___ Excerto citado

Eleitos todos e ultrapassado o deslumbramento, depressa, os mais ingénuos, descobrem a democrática disciplina partidária que os obriga a votar, não segundo a sua vontade, mas, sob apertada vigilância, segundo os cânones pré-estabelecidos pela direcção do respectivo partido.

Se, de uma maneira geral, tal não faz grande mossa, até porque se supõe que todos estarão basicamente de acordo nas matérias em discussão (obviamente por serem do mesmo partido), já o mesmo não se passa aquando das chamadas matérias de consciência. Aí, espera-se que todos e cada um, perante a eventual liberdade de voto, assumam a sua individualidade, antes diluída, e cumpram o que se lhes exigiu quando foram eleitos: decidir exclusivamente com fundamento nas suas próprias convicções.

É nestes momentos que os ilustres anónimos poderão libertar-se de tal espartilho, ao assumirem clara e frontalmente uma opinião que pode ser diferente ou igual à dos restantes mas que tem, agora, o cunho da pessoalidade. Rarissimamente, mas, nestas alturas, há ilustres anónimos que se distinguem pela certeza e pela clarividência na expressão do seu voto, tornando-se, por isso mesmo, politicamente credíveis. Depois, há os restantes anónimos, que anónimos continuarão, felizes com o lugar que lhes coube em sorte na elaboração da lista de candidatos.

______
___ Linhas de dados

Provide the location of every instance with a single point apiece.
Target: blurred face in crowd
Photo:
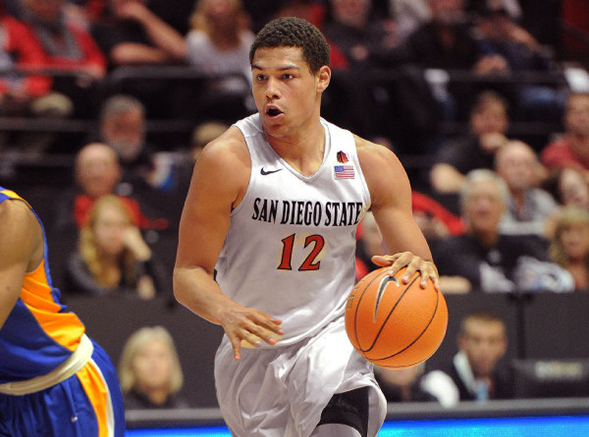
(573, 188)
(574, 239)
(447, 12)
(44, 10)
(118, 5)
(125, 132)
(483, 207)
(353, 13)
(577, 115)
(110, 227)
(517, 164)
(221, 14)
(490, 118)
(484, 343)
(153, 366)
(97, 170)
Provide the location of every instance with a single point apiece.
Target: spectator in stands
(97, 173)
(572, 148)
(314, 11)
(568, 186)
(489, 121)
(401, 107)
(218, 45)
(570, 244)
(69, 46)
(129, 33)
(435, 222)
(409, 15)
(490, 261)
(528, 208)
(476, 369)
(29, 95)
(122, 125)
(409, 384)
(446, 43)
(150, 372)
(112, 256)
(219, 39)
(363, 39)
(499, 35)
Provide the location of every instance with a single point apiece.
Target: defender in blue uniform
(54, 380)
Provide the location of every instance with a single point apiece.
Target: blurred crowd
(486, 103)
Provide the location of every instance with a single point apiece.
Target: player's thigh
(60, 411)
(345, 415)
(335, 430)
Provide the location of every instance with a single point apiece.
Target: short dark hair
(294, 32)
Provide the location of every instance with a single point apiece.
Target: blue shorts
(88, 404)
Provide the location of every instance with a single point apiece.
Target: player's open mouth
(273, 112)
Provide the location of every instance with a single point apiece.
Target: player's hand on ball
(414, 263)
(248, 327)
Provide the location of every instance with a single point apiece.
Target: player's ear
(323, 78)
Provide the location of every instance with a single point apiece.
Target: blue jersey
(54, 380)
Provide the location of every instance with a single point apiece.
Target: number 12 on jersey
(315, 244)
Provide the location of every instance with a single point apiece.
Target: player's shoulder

______
___ Linhas de dados

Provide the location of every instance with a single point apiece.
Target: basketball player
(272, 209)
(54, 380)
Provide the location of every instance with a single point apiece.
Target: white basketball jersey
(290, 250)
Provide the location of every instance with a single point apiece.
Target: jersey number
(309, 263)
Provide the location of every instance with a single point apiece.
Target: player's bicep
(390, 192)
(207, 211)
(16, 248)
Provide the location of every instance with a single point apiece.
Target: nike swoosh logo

______
___ Linhas de dados

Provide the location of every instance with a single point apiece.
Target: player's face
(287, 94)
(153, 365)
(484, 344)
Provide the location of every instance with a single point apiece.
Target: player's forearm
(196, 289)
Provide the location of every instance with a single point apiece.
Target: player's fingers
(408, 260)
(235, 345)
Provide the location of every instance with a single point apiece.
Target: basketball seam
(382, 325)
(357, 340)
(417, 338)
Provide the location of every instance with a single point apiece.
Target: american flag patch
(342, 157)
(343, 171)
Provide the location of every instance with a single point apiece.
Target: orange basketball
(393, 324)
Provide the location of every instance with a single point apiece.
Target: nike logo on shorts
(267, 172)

______

• **Teste a compreensão**
1 > No excerto citado, com que fundamento se espera que os eleitos decidam nas matérias de consciência?
2 > Transcreva do excerto citado o trecho entre "Se, de uma maneira" e "suas próprias convicções.", inclusive.
3 > Liste, pela ordem em que surgem, todas as palavras do excerto citado terminadas em "-mente".

• **Soluções do exercício**
1 > Exclusivamente com fundamento nas suas próprias convicções.

2 >
Se, de uma maneira geral, tal não faz grande mossa, até porque se supõe que todos estarão basicamente de acordo nas matérias em discussão (obviamente por serem do mesmo partido), já o mesmo não se passa aquando das chamadas matérias de consciência. Aí, espera-se que todos e cada um, perante a eventual liberdade de voto, assumam a sua individualidade, antes diluída, e cumpram o que se lhes exigiu quando foram eleitos: decidir exclusivamente com fundamento nas suas próprias convicções.

3 > basicamente, obviamente, exclusivamente, frontalmente, Rarissimamente, politicamente